→ **SHORT PROBLEM**
Return everything in the forum post on average UK salaries from "I thought this" down to "Full-Time (FT) wages.", copied word for word.

→ **SELECTED EXCERPT**
____
# Average UK salary - a guide



## starchief (Dec 4, 2009)

I thought this might be useful as a guide to what people earn in the UK. I see some crazy figures being banded about sometimes, telling you that £45000 can be considered poor (when it's £20k more than most people get), so here's the official figures on what people earn in the UK. Obviously, some professions earn more than others, other places are more expensive than others etc etc but here's the basic facts based on the last year or two:

Part-Time (PT) workers drag the figures down considerably, so I'll concentrate just on Full-Time (FT) wages.

_Mean average_ for FT workers = *£31,323* but that figure is artificially raised by ultra-high earners (high-flying bankers, football players etc). So, the _median average_ wage is *£25,123*. So 50% of FT workers earn below that.

*£31,759* would get you into the _top 25%_ of FT earners and *£44,881* is enough to get you into the _top 10%_. Earn *£118,027* and you're in the _top 1%_, with only _0.6%_ of people in the *£150,000* where tax is 50%.

And, of course, 40% is only on earnings over £37,400, not on the whole salary (it might be obvious to you but I know some that don't realise that). Similarly the 50% tax on over £150k.


----------



## Joppa (Sep 7, 2009)
____
→ **DATASET EXTRACT**
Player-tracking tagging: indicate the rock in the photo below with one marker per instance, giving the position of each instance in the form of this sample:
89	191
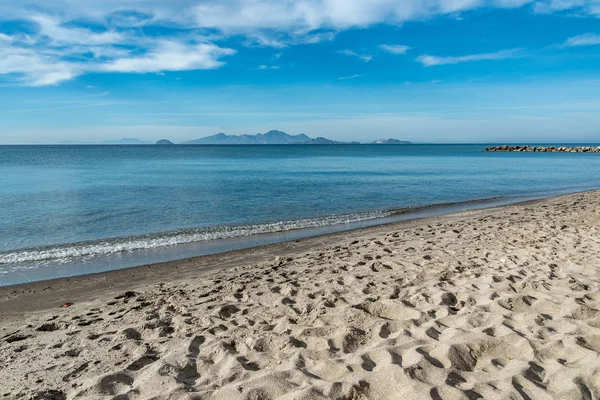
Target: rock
542	149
____
→ **RESPONSE TO THE TASK**
I thought this might be useful as a guide to what people earn in the UK. I see some crazy figures being banded about sometimes, telling you that £45000 can be considered poor (when it's £20k more than most people get), so here's the official figures on what people earn in the UK. Obviously, some professions earn more than others, other places are more expensive than others etc etc but here's the basic facts based on the last year or two:

Part-Time (PT) workers drag the figures down considerably, so I'll concentrate just on Full-Time (FT) wages.